Region outline entries
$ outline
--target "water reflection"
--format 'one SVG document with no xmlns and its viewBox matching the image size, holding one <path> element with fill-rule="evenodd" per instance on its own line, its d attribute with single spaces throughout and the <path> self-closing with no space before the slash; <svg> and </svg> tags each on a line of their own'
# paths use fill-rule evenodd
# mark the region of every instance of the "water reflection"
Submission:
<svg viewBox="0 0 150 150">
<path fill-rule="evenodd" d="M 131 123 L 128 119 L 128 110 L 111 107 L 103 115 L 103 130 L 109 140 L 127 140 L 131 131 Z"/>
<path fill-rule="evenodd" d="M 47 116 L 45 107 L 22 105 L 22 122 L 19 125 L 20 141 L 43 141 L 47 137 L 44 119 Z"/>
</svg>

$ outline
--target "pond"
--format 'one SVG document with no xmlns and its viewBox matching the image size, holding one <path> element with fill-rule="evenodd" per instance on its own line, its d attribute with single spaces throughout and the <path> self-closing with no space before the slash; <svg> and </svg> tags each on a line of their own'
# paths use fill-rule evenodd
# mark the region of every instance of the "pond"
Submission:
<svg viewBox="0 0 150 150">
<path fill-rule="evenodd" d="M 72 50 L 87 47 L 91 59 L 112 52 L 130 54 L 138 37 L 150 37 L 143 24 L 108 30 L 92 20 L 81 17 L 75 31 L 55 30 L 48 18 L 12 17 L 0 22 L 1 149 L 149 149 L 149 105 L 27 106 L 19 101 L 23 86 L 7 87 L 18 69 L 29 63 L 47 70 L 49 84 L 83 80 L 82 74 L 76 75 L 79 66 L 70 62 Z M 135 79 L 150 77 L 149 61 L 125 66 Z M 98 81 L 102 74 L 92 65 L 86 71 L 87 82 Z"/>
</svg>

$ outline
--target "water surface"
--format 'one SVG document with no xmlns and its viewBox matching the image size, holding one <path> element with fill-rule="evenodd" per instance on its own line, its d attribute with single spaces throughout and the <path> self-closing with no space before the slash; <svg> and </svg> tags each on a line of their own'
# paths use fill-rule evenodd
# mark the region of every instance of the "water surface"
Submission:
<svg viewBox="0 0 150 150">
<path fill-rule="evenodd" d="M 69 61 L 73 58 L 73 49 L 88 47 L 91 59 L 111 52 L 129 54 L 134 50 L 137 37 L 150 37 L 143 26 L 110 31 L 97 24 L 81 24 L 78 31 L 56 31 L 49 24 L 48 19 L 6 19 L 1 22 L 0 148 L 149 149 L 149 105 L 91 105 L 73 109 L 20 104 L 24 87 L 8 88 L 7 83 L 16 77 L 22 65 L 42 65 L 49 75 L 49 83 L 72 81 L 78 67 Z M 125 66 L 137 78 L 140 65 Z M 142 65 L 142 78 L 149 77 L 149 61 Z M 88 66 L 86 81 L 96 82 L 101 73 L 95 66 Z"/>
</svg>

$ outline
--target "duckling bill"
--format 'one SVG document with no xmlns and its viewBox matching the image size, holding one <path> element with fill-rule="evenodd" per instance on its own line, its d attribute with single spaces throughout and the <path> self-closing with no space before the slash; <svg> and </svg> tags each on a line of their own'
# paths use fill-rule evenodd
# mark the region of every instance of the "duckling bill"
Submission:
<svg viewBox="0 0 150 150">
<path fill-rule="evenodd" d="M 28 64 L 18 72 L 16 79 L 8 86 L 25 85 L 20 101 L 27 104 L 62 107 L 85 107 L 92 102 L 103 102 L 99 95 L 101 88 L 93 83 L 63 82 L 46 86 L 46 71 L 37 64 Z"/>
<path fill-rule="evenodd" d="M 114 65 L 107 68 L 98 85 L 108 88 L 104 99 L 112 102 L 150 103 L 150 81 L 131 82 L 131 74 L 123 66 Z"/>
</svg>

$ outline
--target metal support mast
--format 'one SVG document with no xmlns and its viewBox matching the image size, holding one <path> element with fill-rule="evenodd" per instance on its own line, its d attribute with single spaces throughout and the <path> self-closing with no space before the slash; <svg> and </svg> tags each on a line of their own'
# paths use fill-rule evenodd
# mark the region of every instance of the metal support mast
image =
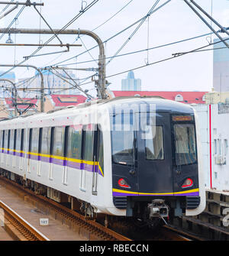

WHAT IS EXPECTED
Return each line of the material above that contains the string "bill".

WRITTEN RESPONSE
--target "duckling bill"
# mark the region of every instance of the "duckling bill"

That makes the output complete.